____ Rows

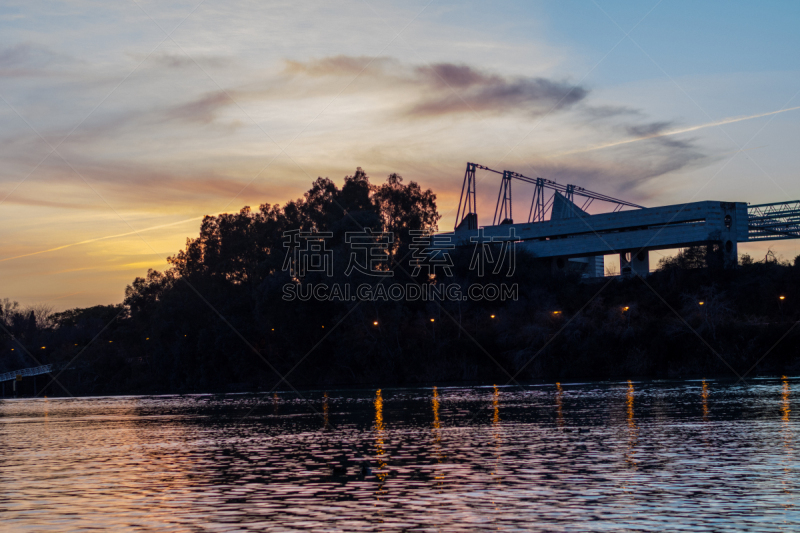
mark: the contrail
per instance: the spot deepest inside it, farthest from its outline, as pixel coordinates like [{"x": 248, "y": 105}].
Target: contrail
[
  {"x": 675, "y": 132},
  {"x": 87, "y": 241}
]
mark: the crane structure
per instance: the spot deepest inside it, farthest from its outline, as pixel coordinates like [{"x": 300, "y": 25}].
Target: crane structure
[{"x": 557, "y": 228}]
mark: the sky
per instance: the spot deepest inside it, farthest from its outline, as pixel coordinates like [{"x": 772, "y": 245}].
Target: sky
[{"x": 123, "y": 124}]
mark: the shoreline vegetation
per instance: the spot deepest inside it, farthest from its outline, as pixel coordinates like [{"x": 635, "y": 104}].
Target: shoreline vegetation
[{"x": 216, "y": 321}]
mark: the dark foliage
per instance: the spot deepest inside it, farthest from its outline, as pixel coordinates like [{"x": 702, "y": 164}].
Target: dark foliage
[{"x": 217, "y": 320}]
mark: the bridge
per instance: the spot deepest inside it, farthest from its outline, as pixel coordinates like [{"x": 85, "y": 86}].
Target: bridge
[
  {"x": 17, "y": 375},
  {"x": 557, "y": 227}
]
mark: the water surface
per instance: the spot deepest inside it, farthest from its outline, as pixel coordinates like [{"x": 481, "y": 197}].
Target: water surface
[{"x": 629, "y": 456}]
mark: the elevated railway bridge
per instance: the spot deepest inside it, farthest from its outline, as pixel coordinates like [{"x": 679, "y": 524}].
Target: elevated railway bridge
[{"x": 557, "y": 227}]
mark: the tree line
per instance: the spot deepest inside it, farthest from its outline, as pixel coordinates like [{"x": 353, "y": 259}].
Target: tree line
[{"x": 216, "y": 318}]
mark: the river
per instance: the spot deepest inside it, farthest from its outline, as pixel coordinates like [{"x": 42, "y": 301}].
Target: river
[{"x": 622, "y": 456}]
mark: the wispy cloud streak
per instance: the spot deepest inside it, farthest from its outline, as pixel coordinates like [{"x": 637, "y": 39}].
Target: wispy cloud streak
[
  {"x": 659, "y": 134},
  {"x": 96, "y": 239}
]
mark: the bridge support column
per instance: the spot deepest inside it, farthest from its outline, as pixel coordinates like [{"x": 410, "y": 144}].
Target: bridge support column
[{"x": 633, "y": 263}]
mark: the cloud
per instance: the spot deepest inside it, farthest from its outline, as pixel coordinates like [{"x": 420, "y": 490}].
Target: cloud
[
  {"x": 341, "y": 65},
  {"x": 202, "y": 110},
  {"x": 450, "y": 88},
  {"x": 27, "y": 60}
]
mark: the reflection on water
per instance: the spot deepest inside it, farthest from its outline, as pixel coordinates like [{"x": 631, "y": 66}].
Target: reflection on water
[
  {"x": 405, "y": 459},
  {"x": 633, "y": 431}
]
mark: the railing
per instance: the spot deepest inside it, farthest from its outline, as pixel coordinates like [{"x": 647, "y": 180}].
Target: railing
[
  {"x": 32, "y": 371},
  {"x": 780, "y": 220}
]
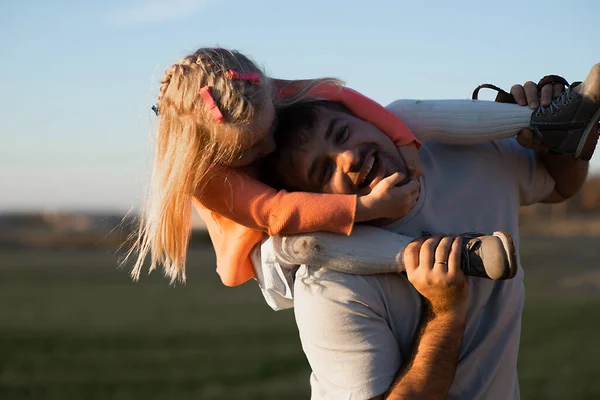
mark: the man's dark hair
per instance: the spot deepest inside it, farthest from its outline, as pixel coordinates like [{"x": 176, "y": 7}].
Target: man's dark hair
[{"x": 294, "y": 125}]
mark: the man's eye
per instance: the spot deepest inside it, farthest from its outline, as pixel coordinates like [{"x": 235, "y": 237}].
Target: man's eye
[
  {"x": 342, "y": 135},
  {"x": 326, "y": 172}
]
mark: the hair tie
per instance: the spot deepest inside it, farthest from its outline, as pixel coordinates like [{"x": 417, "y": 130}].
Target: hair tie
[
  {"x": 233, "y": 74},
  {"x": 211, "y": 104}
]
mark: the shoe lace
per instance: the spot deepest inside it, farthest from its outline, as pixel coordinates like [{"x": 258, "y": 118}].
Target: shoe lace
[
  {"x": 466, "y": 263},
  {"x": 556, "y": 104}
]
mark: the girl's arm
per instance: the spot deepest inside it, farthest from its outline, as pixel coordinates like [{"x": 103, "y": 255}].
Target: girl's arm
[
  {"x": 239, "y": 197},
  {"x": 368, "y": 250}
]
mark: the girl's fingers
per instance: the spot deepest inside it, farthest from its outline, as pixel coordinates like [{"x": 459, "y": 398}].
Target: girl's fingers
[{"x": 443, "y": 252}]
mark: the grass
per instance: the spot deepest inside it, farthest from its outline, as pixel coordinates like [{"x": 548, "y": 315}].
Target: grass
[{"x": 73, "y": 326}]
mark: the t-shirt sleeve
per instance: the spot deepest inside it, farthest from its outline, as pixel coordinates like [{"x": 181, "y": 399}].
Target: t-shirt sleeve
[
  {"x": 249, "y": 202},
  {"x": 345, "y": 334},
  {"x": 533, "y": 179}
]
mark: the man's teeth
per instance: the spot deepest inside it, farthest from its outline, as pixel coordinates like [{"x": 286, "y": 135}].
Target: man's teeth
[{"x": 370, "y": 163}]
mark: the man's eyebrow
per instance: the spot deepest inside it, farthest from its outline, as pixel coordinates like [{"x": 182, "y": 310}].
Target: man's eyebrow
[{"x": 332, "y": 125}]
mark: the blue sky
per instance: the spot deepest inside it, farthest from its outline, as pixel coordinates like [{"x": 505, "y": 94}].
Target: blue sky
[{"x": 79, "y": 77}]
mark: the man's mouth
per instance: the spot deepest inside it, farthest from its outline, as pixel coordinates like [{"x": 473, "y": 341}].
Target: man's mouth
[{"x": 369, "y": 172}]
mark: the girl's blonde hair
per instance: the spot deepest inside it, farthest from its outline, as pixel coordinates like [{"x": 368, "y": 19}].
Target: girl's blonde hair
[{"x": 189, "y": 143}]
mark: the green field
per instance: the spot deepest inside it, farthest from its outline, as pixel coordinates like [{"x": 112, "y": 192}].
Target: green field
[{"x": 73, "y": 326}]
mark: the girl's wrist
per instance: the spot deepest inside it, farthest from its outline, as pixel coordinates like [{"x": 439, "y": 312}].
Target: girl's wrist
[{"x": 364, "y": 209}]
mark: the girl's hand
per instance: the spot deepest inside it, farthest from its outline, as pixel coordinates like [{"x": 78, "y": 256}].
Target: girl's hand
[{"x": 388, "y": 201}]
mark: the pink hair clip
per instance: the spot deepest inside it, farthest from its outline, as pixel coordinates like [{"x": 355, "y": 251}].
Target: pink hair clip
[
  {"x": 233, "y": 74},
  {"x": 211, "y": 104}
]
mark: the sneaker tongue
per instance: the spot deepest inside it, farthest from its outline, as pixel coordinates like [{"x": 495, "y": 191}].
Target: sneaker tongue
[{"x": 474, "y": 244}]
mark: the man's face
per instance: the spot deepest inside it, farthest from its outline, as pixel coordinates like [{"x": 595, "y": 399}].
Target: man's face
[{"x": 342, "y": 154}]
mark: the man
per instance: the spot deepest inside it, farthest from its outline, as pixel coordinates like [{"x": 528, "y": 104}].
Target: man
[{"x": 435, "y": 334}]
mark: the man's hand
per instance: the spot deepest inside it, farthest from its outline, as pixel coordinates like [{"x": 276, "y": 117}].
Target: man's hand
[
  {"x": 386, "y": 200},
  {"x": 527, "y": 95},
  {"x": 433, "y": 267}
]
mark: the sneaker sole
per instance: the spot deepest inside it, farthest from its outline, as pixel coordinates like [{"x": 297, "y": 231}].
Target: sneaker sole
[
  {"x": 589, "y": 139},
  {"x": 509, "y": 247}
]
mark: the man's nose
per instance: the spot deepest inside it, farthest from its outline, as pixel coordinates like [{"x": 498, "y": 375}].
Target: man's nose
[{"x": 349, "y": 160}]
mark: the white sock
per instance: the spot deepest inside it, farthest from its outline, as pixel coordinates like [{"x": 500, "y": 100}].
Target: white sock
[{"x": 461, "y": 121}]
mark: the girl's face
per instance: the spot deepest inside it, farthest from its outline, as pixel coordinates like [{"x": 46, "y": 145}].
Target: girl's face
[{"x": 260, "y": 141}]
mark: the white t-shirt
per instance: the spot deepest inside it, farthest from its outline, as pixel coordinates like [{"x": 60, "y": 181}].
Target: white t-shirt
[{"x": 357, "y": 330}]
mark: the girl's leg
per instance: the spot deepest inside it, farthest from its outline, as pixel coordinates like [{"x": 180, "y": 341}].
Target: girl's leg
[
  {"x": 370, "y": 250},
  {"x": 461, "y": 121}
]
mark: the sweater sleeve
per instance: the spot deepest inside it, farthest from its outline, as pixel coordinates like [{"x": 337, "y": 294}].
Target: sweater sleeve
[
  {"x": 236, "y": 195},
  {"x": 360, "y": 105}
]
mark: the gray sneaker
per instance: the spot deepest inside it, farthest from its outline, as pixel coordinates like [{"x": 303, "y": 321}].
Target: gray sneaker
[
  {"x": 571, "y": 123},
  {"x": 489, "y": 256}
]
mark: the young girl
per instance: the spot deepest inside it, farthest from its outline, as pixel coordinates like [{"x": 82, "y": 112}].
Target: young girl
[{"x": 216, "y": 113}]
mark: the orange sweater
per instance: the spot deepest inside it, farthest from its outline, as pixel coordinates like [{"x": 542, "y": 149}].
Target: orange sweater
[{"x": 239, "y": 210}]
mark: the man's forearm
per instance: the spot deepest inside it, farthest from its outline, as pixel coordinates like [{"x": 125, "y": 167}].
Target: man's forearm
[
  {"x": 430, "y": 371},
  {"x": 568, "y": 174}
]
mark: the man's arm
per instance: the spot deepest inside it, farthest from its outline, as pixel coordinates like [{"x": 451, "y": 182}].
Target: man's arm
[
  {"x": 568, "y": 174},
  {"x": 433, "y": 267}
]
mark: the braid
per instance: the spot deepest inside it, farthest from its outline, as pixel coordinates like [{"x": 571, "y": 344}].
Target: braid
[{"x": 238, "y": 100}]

________
____ Rows

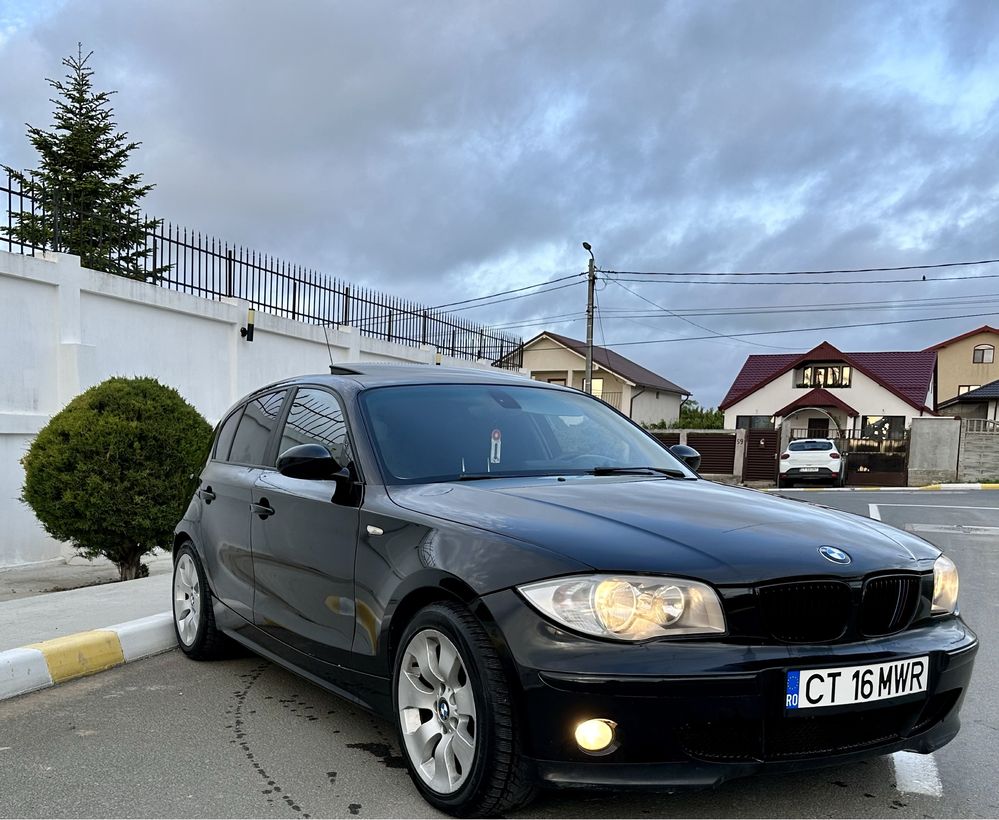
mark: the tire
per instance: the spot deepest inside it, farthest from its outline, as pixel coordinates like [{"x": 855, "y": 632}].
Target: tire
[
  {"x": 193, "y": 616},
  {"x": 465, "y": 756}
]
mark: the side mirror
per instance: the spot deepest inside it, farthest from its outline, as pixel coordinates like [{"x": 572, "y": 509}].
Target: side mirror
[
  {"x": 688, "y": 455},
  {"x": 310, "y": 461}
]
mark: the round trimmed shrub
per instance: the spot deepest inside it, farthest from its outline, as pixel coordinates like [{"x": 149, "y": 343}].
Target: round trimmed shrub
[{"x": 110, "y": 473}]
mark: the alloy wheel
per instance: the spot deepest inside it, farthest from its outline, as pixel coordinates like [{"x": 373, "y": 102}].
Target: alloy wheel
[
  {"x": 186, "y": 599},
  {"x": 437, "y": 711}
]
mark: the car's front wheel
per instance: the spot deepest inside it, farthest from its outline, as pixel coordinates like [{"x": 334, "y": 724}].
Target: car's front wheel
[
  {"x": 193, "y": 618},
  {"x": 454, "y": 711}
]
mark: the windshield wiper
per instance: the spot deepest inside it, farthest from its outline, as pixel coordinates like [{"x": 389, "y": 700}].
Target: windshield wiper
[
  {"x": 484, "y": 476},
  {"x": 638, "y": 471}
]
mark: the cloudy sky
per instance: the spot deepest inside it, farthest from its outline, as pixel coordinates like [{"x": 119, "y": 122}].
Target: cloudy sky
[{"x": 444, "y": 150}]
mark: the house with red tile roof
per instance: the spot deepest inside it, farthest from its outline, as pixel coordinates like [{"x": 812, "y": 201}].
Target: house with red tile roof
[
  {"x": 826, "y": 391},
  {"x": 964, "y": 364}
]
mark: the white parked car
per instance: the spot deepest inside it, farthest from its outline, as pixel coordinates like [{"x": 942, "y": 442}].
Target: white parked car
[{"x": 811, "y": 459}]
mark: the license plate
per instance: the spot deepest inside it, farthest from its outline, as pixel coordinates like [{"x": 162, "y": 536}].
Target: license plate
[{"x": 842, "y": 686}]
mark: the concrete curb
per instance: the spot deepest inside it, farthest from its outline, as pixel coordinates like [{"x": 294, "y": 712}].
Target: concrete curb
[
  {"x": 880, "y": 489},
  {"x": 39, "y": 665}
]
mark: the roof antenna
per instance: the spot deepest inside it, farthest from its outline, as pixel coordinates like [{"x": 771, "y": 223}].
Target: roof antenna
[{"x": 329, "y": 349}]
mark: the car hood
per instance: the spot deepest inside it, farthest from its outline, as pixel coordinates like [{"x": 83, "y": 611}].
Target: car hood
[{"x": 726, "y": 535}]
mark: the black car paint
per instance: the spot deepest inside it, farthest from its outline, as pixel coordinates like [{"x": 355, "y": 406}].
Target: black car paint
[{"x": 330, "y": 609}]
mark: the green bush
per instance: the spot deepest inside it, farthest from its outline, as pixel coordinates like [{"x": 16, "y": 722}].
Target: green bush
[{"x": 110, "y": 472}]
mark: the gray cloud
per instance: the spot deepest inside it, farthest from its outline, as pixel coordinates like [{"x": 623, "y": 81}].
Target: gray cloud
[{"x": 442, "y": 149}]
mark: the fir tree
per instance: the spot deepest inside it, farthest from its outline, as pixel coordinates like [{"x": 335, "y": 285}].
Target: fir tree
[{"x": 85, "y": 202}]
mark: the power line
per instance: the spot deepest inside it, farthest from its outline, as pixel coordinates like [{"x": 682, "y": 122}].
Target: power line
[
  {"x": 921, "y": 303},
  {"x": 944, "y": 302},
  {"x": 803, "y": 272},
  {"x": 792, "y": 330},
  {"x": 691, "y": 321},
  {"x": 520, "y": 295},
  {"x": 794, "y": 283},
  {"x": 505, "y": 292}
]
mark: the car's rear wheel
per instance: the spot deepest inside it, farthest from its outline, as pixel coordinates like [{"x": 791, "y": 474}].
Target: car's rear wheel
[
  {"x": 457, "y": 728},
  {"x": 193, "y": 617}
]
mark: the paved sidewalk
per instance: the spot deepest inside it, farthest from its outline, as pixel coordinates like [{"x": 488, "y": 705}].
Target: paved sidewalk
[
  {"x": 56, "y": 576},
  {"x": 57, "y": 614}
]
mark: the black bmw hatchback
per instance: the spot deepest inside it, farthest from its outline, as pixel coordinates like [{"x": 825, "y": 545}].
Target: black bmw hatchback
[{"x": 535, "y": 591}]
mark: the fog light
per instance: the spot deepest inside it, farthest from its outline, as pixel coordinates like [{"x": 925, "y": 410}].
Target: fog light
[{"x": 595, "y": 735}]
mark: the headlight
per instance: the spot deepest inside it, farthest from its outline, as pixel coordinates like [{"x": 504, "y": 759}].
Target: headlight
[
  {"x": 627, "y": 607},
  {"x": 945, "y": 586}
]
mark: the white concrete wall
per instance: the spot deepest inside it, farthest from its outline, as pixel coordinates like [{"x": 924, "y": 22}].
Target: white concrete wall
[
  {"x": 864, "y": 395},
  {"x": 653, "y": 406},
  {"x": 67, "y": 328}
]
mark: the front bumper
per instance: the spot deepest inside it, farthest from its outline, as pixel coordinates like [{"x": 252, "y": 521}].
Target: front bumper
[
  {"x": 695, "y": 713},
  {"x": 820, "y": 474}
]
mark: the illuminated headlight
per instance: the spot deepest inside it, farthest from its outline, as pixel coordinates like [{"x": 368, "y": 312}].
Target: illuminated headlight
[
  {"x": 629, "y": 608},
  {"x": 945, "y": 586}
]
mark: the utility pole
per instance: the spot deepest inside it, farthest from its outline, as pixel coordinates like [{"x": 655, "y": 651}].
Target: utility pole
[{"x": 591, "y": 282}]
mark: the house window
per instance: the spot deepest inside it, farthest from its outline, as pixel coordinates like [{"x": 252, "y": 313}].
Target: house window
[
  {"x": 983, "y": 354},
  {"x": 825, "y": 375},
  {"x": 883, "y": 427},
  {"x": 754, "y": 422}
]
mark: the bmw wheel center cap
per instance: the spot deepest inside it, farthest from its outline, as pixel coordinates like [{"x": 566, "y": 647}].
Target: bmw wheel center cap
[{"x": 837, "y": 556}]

________

■ What is expected
Pick out every line in the rows above that contains the string "surface", copying each one in full.

■ Result for this exercise
mark: the water surface
Target: water surface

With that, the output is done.